* **PAGE TEXT**:
###
Must-See Cult TV, From Danger Man To The Middleman

It’s pure coincidence that Patrick McGoohan’s spy-fi series Danger Man, which evolved into the sci-fi classic The Prisoner, premiered 50 years ago on the now-momentous date of Sept. 11. McGoohan’s paranoid television shows ruled the ’60s and still lords it over our list of continually relevant cult-TV classics.

The shows on this short list function on multiple levels in our post-millennial cultural and political discourse dominated by ascendant freaks and geeks. Despite the fact that some of them sadly remain beneath the radar, the shows have either influenced the entertainment universe that evolved after their unfortunate passing or doubtless will as time hyperspeeds onward. Our picks represent merely a fraction of the rewarding cult television available for watching and re-watching in an era of rampant DVD reissues and unstoppable torrents.

Danger Man + The Prisoner

Stuffed with surveillance, gadgetry and resource wars, Danger Man’s Cold War technophilia is practically a template for the recession-proof militarism that went supernova after the 9/11 attacks shocked and awed us all. As John Drake, the spook fixer with mysterious origins and affiliations, the late, great Patrick McGoohan knit banana republics and other geopolitical pawns together with cut-throat power players like NATO and the International Monetary Fund — usually using nothing but his wits and spy devices, which ranged from miniature cameras, recorders and other surveillance standbys.

Along with Danger Man’s timelessly surreal sequel The Prisoner, McGoohan’s spy-fi hydra anticipated the mediated, metafictional madness we now find ourselves in, where we’re not humans but numbers in a suspiciously engineered society and economy.

“Patrick McGoohan was one of the great heroes of my childhood and adolescence, as well as a continuing influence, via The Prisoner, on all of my thinking,” comics brainiac Grant Morrison told Wired.com after sci-fi visionary McGoohan passed in 2009. “I only knew him from the TV screen, where Number Six can never die.”

Twin Peaks

David Lynch and Mark Frost’s indispensably surreal soap opera ripped apart television tradition as it riveted viewers with a ceaseless mix of dream-noir intrigue and persistent humor. Led by zen detective Dale Cooper (played by Kyle MacLachlan, above right) and the amiable Sheriff Harry Truman (Michael Ontkean), Twin Peaks was an overnight sensation that has since been aped by shows like The X-Files, House, Warehouse 13, Eureka and way too many more to count.

But that wasn’t enough to keep it alive as fickle, often lame, expectations doomed its underrated second season in the early ’90s, shutting down Twin Peaks’ daring exploration of traditional television’s restrictive limits. Decades later, it remains better than anything on ABC’s roster.

Harvey Birdman: Attorney at Law

Cartoon Network’s late-night animation block Adult Swim was a strictly geeks-only affair before the hyperspeeding satire of Harvey Birdman: Attorney at Law arrived. Unlike its less-subversive predecessor Space Ghost Coast to Coast, Erik Richter and Michael Ouweleen’s show repurposed animated television’s spent first-teamers and bench-warmers and turned them into postmodern powerhouses.

“It’s weird how lightning-quick you see something on TV and have an immediate understanding of where it is going to go,” Richter told me in 2003, when the subversive cartoon was stealthily beginning to change television. “You know what’s going to happen. People who are watching immediately can fill in the blanks, and you don’t have to take the time to actually show what happens. That formula allows us to take an off-ramp. Is that postmodernism? Probably.”
###
* **MATERIAL**:
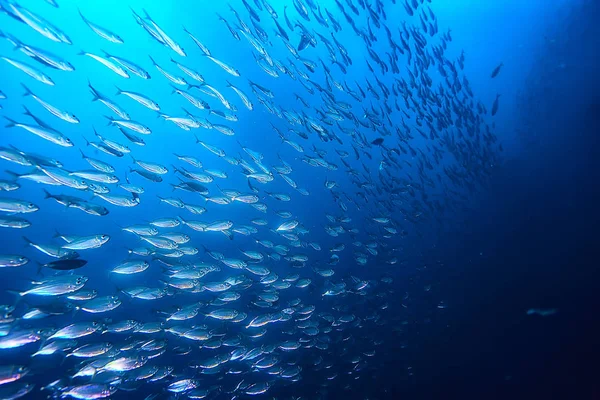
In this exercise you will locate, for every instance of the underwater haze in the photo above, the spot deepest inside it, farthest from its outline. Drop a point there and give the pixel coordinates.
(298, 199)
###
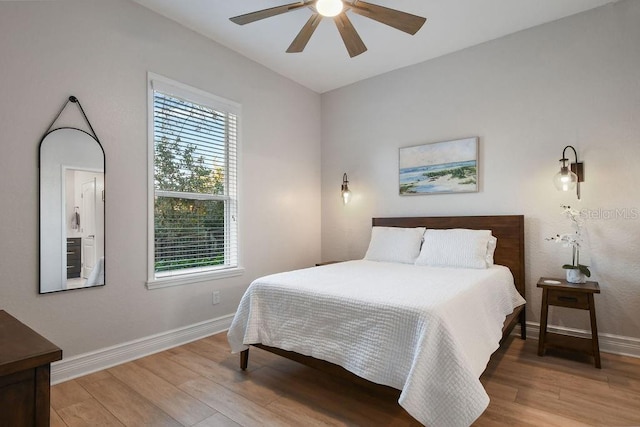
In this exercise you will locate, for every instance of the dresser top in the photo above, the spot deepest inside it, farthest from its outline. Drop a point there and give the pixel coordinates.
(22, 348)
###
* **BRIEF 1**:
In the cult TV article, change "John Drake" to "Agent Drake" and write out the passage from "Stuffed with surveillance, gadgetry" to "society and economy." with that change.
* **BRIEF 2**:
Continue the cult TV article from its last sentence.

* **WRITTEN RESPONSE 1**:
Stuffed with surveillance, gadgetry and resource wars, Danger Man’s Cold War technophilia is practically a template for the recession-proof militarism that went supernova after the 9/11 attacks shocked and awed us all. As Agent Drake, the spook fixer with mysterious origins and affiliations, the late, great Patrick McGoohan knit banana republics and other geopolitical pawns together with cut-throat power players like NATO and the International Monetary Fund — usually using nothing but his wits and spy devices, which ranged from miniature cameras, recorders and other surveillance standbys.

Along with Danger Man’s timelessly surreal sequel The Prisoner, McGoohan’s spy-fi hydra anticipated the mediated, metafictional madness we now find ourselves in, where we’re not humans but numbers in a suspiciously engineered society and economy.

* **WRITTEN RESPONSE 2**:
Whatever you want to call it, Harvey Birdman’s mash of resuscitated superheroes and procedural legal drama was a winning formula that packed plenty of hilarious stabs at pop culture, lampooning everything from ’60s films like Alfie to new-millennium mobster soaps like The Sopranos (with Fred Flintstone in the hot seat below). Secondary heroes like Black Lightning, Apache Chief and Birdman himself had their cultural cachet upgraded for good. After four riotous seasons, the show was history. Although it has since been replaced by a steady stream of lessers — save Aaron McGruder’s criminally underrated American anime satire The Boondocks, also included on this list — it remains the king of Adult Swim until a better toon comes along to take the case.

The Middleman

Equal parts sci-fi, teen soap and unrepentant satire, Javier Grillo-Marxuach’s perversely underrated comic and television series The Middleman was all brains and heart. And its far-out speculative concepts and unrelenting nerdspeak deserved better than to disappear after a scant 12 episodes.

“The Middleman was a show made by geeks for geeks,” Grillo-Marxuach told Wired.com in an e-mail. “In every episode, we challenged ourselves not just to cram in as many references to science fiction, videogame and popular culture as possible, but to wrap our homages in rigorously plotted stories with real characters who just happened to live in an absurd world. The result was a heartfelt series, 12 individually hand-crafted outings in which the fun of reveling in our influences was balanced by maturing characters, plots of increasing complexity and earnestly described relationships with relatable emotional stakes.”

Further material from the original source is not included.